L'ambasciatore russo ci sfida: mordete la mano che vi aiutò

Razov in tribunale per denunciare "La Stampa": "Volete uccidere Putin, ascoltate soltanto gli ucraini"

L'ambasciatore russo ci sfida: mordete la mano che vi aiutò

Balzano concetto della libertà quello del signor Sergey Razov, che di mestiere è ambasciatore della Federazione Russa in Italia. Convoca una conferenza stampa in piazzale Clodio, a Roma, dove si è recato per presentare al Tribunale una denuncia contro il quotidiano La Stampa per il reato di istigazione per delinquere a causa di un articolo in cui qualche giorno fa Domenico Quirico si chiedeva se il tirannicidio, ovvero l'assassino di Vladimir Putin, non fosse l'unico modo per arrivare alla fine della guerra. Approfitta, Razov, del fatto che in Italia esiste la libertà di stampa, di pensiero ed entro certi limiti anche di parola per attaccarci perché abbocchiamo alla propaganda (a suo dire) di Kiev. Domanda: l'ambasciatore italiano a Mosca avrebbe potuto fare lo stesso, caro signor Razov?

L'appuntamento è per il venerdì mattina. Razov ha annunciato la sua sortita nel palazzo di giustizia brutalista e c'è aria di show. Del resto il comunicato-invito giunto nelle redazioni parlava chiaro: cari giornalisti, venite pure, ma non pretenderete certo di farmi qualche domanda? L'appuntamento si trasforma quindi in un veloce comizio a senso unico, come piace agli autocrati e ai loro delfinetti, il contraddittorio è sopravvalutato. Pezzo forte sempre il rinfacciare all'Italia la missione con cui nel marzo del 2020 la Russia soccorse un'Italia prostrata dal Covid: «Al popolo italiano - attacca Razov - è stata tesa una mano di aiuto, ma se qualcuno morde quella mano non è onorevole. La missione è andata solo nei posti indicati dall'Italia, precisamente a Nembro, centro della pandemia in quel momento. Facevano solo quello che veniva detto dai colleghi italiani e la missione russa è terminata quando l'Italia ha proposto di concluderla. Le autorità italiane hanno espresso gratitudine per quanto fatto».

• **DATI FORNITI**:

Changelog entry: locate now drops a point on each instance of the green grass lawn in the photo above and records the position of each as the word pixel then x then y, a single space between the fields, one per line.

• **COSA SI CHIEDE**:
(a) Modifica l'articolo sull'ambasciatore russo iniziando da "Balzano concetto della" e terminando con "caro signor Razov?": in quel tratto sostituisci "conferenza stampa" con "conferenza pubblica".
(b) In base all'articolo sull'ambasciatore Razov, in quale località italiana si è recata la missione russa durante la pandemia?
(c) Prosegui l'articolo sulla denuncia di Razov contro La Stampa a partire dall'ultima frase riportata.

• **SOLUZIONI**:
(a)
Balzano concetto della libertà quello del signor Sergey Razov, che di mestiere è ambasciatore della Federazione Russa in Italia. Convoca una conferenza pubblica in piazzale Clodio, a Roma, dove si è recato per presentare al Tribunale una denuncia contro il quotidiano La Stampa per il reato di istigazione per delinquere a causa di un articolo in cui qualche giorno fa Domenico Quirico si chiedeva se il tirannicidio, ovvero l'assassino di Vladimir Putin, non fosse l'unico modo per arrivare alla fine della guerra. Approfitta, Razov, del fatto che in Italia esiste la libertà di stampa, di pensiero ed entro certi limiti anche di parola per attaccarci perché abbocchiamo alla propaganda (a suo dire) di Kiev. Domanda: l'ambasciatore italiano a Mosca avrebbe potuto fare lo stesso, caro signor Razov?

(b) A Nembro.

(c)
Razov sembra condividere l'idea strampalata che aiutare un Paese in difficoltà equivalga a comprarlo. E per questo si dice deluso dal fatto che il nostro Paese si sia schierato senza esitazioni dalla parte dell'Ucraina: «Lavoro in Italia da otto anni - tiene a precisare - e ho lavorato con Renzi, Conte, Letta e adesso Draghi. Abbiamo fatto di tutto per costruire ponti, rafforzare i rapporti in economica, cultura e altri campi. Con rammarico adesso tutto è stato rivoltato». Però nulla di irrimediabile: «Le crisi vanno e vengono, gli interessi nazionali restano. L'interesse è mantenere rapporti normali e lavoriamo per questo obiettivo».

Quanto ai giornali, perché poi alla fine di questo stiamo parlando, Razov vorrebbe che si limitassero a «seguire entrambi i messaggi e non solo quelli della parte ucraina. Ogni giorno leggo la stampa italiana e vedo alcune foto la provenienza della quale è molto dubbia». Quanto all'articolo della Stampa «nel titolo si considera la possibile uccisione di Putin. Questo è fuori etica, morale e regole del giornalismo. Chiedo alla magistratura italiana di esaminare questo caso, confido nella giustizia di questo Paese».

Razov si dice anche offeso per l'invio delle armi italiane in Ucraina «per uccidere cittadini russi. E voglio ricordare che la decisione è stata presa quando è iniziata la prima tappa delle trattative: i fucili vengono distribuiti non solo tra i militari, ma anche tra i cittadini e non si capisce come e quando saranno usati».

La guerra vista da Razov è una cosa tutt'affatto diversa da quella che vediamo noi. Certo, «prima finisce e meglio è». E «non c'è nessuna minaccia nucleare da parte di Mosca ma riflessioni in caso di minacce per la sicurezza della Federazione Russa».

E certo, anche su Mariupol, la città martire, noi italiani e tutti gli occidentali subiamo la propaganda ucraina perché «la Russia non sta attaccando i civili nella città ucraina di Mariupol o in altre località ma segue le indicazioni del presidente Vladimir Putin di colpire solo siti militari». Però non illudiamoci, «l'operazione finirà quando saranno raggiunti gli obiettivi definiti dal presidente Putin prima dell'avvio». Viva il tiranno, preferibilmente non morto.